Your task:
Exactly reproduce the lines beginning with the line that includes "Target: pile of stone" and ending with the last line of the data.

[Extracted records]
***
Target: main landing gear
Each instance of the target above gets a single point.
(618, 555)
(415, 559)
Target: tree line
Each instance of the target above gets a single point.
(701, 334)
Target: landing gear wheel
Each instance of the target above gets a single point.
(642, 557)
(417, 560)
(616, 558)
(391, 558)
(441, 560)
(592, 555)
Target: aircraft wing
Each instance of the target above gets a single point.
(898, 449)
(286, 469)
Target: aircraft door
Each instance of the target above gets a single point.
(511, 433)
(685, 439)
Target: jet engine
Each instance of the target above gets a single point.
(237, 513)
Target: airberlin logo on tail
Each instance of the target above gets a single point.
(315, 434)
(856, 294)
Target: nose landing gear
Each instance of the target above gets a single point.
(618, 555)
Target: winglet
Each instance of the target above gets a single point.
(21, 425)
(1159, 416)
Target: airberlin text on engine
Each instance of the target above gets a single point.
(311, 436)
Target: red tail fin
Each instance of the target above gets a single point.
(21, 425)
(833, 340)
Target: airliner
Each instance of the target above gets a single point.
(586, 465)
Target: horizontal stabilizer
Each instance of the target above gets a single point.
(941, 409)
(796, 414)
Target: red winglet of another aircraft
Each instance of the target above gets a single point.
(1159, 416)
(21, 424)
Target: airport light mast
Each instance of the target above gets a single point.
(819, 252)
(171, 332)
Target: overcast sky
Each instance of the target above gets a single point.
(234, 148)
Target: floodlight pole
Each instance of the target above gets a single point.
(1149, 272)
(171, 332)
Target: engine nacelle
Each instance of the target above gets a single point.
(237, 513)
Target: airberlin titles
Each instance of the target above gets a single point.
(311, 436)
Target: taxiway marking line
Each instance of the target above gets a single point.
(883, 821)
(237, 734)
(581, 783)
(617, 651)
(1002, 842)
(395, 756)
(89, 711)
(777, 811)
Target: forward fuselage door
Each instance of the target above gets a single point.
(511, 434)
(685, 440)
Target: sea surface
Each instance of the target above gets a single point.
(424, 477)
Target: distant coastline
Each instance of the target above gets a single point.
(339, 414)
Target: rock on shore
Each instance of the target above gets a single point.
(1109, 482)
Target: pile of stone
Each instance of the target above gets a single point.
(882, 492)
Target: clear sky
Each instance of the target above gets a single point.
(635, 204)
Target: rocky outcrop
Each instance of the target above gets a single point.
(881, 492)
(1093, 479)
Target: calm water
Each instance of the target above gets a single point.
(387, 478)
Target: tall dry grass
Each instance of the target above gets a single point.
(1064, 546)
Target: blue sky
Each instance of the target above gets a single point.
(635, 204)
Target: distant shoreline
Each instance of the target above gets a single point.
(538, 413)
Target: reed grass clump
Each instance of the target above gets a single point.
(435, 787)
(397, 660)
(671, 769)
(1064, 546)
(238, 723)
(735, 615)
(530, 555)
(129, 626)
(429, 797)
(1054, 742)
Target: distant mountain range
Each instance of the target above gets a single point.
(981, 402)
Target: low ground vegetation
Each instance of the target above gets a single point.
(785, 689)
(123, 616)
***
Answer to the problem:
Target: pile of stone
Each instance of the target above gets a single point.
(882, 492)
Target: clear sky
Each instance of the target above gets a single point.
(635, 204)
Target: rocky outcrop
Each instance of the target above gets a single point.
(881, 492)
(1093, 479)
Target: calm water
Each instance of the target above gets a single point.
(387, 478)
Target: tall dry grass
Each instance of the target above gets a single point.
(1064, 546)
Target: blue sky
Each instance of the target above gets a single point.
(635, 204)
Target: distant shoreline
Each instance of the target above gets a single point.
(538, 413)
Target: reed grass clump
Each instance of the target above gets a single point.
(435, 787)
(397, 660)
(671, 769)
(1064, 546)
(238, 723)
(735, 615)
(530, 555)
(129, 626)
(429, 797)
(1054, 742)
Target: distant mountain range
Each instance of the target above gets a single point.
(981, 402)
Target: low ground vegetation
Each instance of the target above gets a single point.
(785, 689)
(123, 616)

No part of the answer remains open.